**Material provided**.
==================================================
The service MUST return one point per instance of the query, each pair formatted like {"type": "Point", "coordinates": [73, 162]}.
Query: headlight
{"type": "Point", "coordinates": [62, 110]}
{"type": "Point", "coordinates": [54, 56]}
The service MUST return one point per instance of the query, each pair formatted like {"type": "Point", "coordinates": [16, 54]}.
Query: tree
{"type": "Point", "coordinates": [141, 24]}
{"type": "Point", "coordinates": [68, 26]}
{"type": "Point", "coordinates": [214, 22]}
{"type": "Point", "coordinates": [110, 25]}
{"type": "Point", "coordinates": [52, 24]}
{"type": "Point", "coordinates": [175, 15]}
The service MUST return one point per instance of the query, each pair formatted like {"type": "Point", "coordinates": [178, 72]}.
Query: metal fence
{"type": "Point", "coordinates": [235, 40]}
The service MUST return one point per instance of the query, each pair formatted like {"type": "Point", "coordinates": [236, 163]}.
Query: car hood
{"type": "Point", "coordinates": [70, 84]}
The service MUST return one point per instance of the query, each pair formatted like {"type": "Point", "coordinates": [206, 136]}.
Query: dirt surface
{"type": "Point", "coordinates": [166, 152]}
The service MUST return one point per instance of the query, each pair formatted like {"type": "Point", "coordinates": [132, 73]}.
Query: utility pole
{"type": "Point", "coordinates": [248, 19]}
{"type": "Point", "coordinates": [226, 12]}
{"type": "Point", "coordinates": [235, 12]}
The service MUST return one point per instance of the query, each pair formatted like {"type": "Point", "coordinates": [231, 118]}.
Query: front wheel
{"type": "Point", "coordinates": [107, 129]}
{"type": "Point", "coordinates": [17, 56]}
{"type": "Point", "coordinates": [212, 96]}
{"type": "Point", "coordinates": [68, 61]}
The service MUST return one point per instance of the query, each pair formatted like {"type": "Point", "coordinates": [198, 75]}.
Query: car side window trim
==================================================
**Task details**. Give back each record above exactly as written.

**Answer area**.
The service MUST return one point per instance of the query, each pair formatted like {"type": "Point", "coordinates": [73, 162]}.
Query: headlight
{"type": "Point", "coordinates": [62, 110]}
{"type": "Point", "coordinates": [54, 56]}
The service MUST return one point per instance of the query, each pair formatted like {"type": "Point", "coordinates": [16, 54]}.
Query: tree
{"type": "Point", "coordinates": [141, 24]}
{"type": "Point", "coordinates": [68, 26]}
{"type": "Point", "coordinates": [214, 22]}
{"type": "Point", "coordinates": [110, 25]}
{"type": "Point", "coordinates": [52, 24]}
{"type": "Point", "coordinates": [175, 15]}
The service MUST return one point per instance of the query, each pair formatted like {"type": "Point", "coordinates": [178, 72]}.
Query: metal fence
{"type": "Point", "coordinates": [235, 40]}
The service MUST return one point per instance of the query, each pair formatted like {"type": "Point", "coordinates": [236, 163]}.
Query: car hood
{"type": "Point", "coordinates": [70, 84]}
The service MUST return one point per instance of the query, each pair formatted like {"type": "Point", "coordinates": [206, 136]}.
Query: dirt surface
{"type": "Point", "coordinates": [166, 152]}
The service MUST return one point per instance of the query, each pair formatted like {"type": "Point", "coordinates": [132, 73]}.
Query: utility pole
{"type": "Point", "coordinates": [248, 19]}
{"type": "Point", "coordinates": [226, 12]}
{"type": "Point", "coordinates": [235, 12]}
The service MUST return one point per instance of the query, each pair formatted like {"type": "Point", "coordinates": [231, 118]}.
Query: front wheel
{"type": "Point", "coordinates": [107, 129]}
{"type": "Point", "coordinates": [17, 56]}
{"type": "Point", "coordinates": [212, 96]}
{"type": "Point", "coordinates": [68, 61]}
The service MUST return one point per instance of the query, each pair formatted like {"type": "Point", "coordinates": [198, 75]}.
Query: car side window trim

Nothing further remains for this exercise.